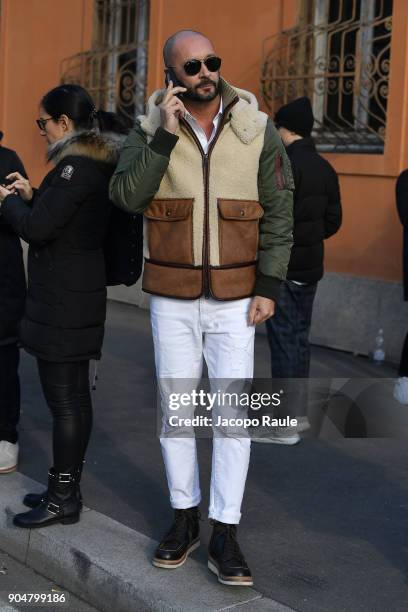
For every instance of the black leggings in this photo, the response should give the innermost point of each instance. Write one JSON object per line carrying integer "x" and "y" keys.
{"x": 403, "y": 369}
{"x": 66, "y": 390}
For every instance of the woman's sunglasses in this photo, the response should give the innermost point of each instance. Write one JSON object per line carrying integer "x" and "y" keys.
{"x": 193, "y": 67}
{"x": 42, "y": 123}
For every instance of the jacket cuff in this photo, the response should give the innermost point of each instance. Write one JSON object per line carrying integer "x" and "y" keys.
{"x": 163, "y": 142}
{"x": 267, "y": 286}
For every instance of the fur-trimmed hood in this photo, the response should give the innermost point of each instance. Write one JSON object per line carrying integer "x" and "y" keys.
{"x": 99, "y": 146}
{"x": 247, "y": 121}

WORK INSTRUCTIONS
Please write out every record above word for word, with all of its lines but without the pictures.

SOLUTION FOR THIS PROBLEM
For every instance of the black leggings in this photo, the response should give the innermost point of each instance. Write one JSON object per line carrying integer "x" and "y" keys.
{"x": 403, "y": 369}
{"x": 66, "y": 390}
For every instance of the woman's sunglasses in this photo, the response should give the innermost point of each instance. Write one JSON object per line carrying integer "x" and "y" keys.
{"x": 193, "y": 67}
{"x": 42, "y": 123}
For every instance of the jacket cuff in this photo, the response should give the innermost point of each instance. Write one JSON object per line carrying integer "x" and "y" keys.
{"x": 163, "y": 142}
{"x": 267, "y": 286}
For every instance of the fur-trimmed hood in this photo, the response should give the innermost point of each instance. Write one JSON object per line carrying integer "x" and "y" keys.
{"x": 99, "y": 146}
{"x": 247, "y": 121}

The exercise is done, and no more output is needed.